### Set exercise
In the records below, find the line containing "In the photo above, each instance of the snow plow"; copy exactly that line and all lines after it to the end, and nothing else.

— start of Supplied material —

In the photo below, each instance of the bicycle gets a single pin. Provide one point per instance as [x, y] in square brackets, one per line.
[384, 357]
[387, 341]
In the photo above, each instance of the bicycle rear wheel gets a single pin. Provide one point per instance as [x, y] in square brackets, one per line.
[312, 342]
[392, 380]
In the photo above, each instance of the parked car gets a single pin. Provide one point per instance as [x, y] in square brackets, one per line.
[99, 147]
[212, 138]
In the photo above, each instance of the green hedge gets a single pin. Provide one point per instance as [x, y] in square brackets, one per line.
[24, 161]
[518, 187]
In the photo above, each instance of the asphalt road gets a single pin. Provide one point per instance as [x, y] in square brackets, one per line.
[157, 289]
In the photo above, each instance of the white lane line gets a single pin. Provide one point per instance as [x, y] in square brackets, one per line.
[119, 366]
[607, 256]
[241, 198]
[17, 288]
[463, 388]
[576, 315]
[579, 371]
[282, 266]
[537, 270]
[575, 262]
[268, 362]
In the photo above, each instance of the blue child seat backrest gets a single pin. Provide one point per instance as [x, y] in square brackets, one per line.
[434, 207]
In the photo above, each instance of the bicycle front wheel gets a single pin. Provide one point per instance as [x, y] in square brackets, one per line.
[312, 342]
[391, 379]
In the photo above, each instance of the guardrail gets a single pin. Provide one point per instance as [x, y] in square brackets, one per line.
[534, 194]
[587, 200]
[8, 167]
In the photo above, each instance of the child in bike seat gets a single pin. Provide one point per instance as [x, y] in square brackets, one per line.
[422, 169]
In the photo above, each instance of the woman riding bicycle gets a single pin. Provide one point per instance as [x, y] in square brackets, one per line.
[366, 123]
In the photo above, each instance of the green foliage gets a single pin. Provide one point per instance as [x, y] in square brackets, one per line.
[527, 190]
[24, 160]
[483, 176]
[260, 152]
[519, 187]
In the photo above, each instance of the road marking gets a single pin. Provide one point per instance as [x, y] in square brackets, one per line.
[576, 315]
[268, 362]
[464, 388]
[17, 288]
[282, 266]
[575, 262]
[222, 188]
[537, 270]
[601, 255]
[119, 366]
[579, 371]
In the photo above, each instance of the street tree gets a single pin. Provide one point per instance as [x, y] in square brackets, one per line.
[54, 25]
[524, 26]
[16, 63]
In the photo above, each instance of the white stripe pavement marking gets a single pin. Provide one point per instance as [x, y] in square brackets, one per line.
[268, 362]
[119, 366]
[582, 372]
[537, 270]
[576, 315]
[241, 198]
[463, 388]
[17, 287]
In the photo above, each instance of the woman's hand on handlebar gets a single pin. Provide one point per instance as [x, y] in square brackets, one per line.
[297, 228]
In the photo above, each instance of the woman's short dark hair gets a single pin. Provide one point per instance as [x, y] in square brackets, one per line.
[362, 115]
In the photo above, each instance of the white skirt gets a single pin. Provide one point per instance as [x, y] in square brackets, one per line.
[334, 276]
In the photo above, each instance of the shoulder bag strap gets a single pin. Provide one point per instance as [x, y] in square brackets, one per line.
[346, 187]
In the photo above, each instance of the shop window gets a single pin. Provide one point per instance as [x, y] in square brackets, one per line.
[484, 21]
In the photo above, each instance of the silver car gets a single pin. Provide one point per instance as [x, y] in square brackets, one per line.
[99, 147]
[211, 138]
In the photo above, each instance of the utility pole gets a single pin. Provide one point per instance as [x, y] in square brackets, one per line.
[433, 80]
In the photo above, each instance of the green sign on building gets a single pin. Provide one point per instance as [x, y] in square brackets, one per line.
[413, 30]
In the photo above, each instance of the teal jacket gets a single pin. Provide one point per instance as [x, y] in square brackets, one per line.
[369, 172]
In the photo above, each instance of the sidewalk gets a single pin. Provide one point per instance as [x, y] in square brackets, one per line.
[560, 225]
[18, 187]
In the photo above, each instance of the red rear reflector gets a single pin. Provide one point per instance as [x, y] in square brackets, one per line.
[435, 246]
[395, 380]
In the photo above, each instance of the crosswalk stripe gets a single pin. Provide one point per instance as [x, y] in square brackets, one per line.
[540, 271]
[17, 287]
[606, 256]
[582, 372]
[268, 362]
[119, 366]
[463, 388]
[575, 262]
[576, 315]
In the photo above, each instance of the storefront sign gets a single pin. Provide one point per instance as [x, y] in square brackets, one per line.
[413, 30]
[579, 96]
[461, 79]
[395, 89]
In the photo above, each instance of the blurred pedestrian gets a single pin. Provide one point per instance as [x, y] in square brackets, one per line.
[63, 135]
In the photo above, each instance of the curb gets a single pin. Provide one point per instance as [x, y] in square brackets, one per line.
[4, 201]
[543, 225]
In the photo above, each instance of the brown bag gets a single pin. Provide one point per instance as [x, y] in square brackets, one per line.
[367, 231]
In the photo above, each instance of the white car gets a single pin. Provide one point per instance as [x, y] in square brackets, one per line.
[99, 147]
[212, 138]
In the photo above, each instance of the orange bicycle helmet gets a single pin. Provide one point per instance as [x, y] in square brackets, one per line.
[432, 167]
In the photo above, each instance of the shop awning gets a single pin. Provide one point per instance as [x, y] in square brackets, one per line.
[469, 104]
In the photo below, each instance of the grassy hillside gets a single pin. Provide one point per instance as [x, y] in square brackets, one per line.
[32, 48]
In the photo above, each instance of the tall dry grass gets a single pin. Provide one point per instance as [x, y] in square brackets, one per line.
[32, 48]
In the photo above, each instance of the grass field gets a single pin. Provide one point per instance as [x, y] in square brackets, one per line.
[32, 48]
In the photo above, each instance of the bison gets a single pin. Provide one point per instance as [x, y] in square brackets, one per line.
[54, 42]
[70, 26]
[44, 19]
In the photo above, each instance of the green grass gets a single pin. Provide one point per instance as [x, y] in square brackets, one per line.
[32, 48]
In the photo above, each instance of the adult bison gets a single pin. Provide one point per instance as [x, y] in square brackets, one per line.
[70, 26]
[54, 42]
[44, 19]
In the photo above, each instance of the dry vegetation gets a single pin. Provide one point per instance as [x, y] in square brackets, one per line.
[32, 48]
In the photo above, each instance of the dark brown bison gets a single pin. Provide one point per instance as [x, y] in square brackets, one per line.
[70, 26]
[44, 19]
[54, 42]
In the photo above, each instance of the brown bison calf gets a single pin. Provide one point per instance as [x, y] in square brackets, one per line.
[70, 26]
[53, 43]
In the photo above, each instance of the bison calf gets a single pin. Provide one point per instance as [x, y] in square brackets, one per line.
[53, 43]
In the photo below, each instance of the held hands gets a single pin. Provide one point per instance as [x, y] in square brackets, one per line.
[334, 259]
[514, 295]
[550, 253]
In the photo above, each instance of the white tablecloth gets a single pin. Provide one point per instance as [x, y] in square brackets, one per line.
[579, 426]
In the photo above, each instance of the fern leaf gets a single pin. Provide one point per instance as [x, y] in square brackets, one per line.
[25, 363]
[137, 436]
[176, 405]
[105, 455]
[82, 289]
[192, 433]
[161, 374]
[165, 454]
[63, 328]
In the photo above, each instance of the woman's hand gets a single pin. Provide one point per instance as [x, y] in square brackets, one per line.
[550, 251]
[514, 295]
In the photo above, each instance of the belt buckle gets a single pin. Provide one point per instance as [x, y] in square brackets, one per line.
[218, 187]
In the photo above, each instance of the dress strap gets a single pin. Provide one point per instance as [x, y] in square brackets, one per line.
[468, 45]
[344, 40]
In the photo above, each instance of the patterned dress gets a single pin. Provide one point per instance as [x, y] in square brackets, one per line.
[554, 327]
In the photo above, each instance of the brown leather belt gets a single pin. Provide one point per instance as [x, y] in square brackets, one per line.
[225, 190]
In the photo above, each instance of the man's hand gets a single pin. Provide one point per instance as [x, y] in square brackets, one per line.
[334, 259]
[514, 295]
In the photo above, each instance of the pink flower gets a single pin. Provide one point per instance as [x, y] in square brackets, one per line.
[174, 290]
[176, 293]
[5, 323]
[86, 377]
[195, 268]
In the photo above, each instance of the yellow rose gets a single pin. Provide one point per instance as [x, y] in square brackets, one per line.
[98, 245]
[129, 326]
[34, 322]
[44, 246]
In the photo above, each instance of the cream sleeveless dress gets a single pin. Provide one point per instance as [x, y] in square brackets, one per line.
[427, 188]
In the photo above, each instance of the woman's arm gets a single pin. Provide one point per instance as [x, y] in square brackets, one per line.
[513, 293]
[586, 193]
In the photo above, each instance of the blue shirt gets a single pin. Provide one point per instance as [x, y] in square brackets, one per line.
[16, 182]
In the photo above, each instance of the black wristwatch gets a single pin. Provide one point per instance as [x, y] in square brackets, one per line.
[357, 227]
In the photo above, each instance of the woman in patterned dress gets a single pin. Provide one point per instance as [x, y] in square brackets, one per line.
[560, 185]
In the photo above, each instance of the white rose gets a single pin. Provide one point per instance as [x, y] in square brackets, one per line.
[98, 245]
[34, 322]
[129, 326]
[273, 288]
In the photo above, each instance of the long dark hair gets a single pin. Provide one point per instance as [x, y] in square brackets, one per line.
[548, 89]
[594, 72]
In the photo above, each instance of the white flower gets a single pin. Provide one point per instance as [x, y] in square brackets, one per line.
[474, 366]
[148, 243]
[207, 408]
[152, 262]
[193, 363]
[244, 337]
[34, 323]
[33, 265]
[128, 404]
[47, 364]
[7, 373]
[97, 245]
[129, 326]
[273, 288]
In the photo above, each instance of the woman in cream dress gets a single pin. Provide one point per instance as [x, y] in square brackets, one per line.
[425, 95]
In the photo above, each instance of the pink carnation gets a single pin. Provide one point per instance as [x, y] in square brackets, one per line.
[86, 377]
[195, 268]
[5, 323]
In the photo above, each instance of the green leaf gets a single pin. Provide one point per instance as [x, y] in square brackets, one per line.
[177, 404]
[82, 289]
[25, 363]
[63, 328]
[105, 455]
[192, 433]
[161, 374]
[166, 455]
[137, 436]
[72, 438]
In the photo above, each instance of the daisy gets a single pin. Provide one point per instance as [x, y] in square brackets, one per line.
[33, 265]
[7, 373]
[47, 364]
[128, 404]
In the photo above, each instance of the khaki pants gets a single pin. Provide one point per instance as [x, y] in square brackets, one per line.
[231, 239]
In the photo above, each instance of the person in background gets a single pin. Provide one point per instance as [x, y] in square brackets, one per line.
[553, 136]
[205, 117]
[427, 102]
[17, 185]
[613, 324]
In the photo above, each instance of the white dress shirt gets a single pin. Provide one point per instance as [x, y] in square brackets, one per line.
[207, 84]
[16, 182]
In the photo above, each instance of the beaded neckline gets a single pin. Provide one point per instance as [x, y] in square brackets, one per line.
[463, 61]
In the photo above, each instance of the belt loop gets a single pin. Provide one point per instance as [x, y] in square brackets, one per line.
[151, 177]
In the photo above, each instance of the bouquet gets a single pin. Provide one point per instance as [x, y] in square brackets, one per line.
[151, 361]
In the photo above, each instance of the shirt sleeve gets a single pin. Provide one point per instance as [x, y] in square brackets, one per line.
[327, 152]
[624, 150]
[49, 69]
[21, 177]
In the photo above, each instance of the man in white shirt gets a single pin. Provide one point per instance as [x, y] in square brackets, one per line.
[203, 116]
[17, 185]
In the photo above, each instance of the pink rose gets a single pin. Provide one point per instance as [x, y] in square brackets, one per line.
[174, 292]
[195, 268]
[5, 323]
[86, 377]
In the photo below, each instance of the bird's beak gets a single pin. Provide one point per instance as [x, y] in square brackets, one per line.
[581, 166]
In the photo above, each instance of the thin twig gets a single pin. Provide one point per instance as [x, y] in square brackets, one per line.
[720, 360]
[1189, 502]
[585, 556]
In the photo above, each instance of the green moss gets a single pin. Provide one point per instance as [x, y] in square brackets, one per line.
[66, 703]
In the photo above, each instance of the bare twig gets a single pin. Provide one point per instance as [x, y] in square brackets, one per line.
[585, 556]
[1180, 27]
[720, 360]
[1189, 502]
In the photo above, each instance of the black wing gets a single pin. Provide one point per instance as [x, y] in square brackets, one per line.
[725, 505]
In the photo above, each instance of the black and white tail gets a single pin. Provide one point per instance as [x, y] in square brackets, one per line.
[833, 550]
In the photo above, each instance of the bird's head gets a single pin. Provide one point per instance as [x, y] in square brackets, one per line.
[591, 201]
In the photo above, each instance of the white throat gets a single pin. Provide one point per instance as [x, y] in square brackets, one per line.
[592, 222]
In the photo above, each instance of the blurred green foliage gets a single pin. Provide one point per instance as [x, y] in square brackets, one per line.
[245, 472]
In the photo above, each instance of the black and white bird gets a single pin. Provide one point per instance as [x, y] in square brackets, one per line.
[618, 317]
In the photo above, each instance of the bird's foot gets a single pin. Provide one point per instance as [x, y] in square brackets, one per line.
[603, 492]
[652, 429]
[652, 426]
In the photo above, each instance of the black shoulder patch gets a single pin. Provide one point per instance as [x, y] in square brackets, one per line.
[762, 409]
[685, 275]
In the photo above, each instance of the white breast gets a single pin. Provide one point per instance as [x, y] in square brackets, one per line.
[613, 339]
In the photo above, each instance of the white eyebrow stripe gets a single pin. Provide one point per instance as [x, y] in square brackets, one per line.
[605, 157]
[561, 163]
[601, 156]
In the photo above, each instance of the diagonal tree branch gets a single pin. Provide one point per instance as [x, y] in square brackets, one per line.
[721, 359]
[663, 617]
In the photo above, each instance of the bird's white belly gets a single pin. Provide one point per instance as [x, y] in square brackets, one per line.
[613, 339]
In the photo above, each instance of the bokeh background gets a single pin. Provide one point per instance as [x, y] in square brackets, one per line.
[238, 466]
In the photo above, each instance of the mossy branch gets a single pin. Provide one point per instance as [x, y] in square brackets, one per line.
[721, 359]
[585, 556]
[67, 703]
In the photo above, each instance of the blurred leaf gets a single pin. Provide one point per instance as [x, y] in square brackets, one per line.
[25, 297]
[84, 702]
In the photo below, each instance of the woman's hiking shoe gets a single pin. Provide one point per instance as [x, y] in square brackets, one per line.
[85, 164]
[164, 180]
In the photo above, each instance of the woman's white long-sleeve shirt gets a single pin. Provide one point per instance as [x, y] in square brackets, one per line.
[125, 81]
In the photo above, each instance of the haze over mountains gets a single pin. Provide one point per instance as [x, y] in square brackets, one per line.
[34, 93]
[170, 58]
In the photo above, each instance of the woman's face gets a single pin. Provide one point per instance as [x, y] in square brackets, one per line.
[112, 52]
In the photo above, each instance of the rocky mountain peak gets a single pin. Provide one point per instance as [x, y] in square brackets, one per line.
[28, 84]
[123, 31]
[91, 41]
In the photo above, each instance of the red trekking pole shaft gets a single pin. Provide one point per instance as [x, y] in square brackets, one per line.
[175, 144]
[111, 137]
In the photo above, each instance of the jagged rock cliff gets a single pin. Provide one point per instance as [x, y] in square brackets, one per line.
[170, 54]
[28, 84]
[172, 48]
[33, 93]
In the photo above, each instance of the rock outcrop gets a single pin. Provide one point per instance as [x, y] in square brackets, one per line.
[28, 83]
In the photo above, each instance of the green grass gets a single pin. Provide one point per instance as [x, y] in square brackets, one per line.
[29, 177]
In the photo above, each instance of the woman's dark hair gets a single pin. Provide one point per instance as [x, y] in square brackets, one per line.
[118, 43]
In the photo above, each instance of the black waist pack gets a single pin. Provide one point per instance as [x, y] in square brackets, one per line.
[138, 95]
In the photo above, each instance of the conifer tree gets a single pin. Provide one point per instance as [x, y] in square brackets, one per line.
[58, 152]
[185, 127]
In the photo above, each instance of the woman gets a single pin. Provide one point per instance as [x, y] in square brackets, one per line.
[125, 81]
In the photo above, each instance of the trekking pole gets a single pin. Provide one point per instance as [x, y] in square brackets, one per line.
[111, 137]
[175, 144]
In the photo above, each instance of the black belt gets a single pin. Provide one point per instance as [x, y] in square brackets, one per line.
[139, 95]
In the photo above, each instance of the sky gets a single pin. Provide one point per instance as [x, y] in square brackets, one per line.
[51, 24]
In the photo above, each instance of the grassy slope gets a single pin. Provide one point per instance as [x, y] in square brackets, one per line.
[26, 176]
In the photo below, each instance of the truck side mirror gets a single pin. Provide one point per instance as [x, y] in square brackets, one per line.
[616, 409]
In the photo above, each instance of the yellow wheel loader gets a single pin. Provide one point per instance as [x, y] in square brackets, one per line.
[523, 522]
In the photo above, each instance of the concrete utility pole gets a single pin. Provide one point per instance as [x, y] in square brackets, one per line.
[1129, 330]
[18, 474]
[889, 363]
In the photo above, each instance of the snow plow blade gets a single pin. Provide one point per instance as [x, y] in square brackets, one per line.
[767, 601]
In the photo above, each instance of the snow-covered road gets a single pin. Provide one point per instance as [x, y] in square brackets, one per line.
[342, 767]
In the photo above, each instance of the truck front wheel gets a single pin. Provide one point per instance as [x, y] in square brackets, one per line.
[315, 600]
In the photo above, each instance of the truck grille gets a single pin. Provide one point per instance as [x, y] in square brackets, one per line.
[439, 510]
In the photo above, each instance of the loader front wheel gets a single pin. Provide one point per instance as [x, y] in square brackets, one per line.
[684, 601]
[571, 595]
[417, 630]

— end of Supplied material —

### Full solution
In the photo above, each instance of the snow plow blade gets a single pin. Provide one point per instance as [x, y] in square brackets, one per line.
[767, 601]
In the photo above, each instance of the snow-covered road gets a single pin. Provide one point per instance as [x, y] in square brackets, one per line.
[342, 767]
In the photo above, each instance of the truck front wheel gets a single pin. Provide one point per instance as [x, y] in square brackets, one per line.
[315, 600]
In the photo above, each instance of the truck grille gets a single pin. Provide one point per instance as [x, y] in square brackets, one per line.
[439, 510]
In the photo above, each instance of the loader front wheel gets a single pin. Provide one point per instance as [x, y] in square brackets, one per line.
[684, 601]
[571, 595]
[417, 630]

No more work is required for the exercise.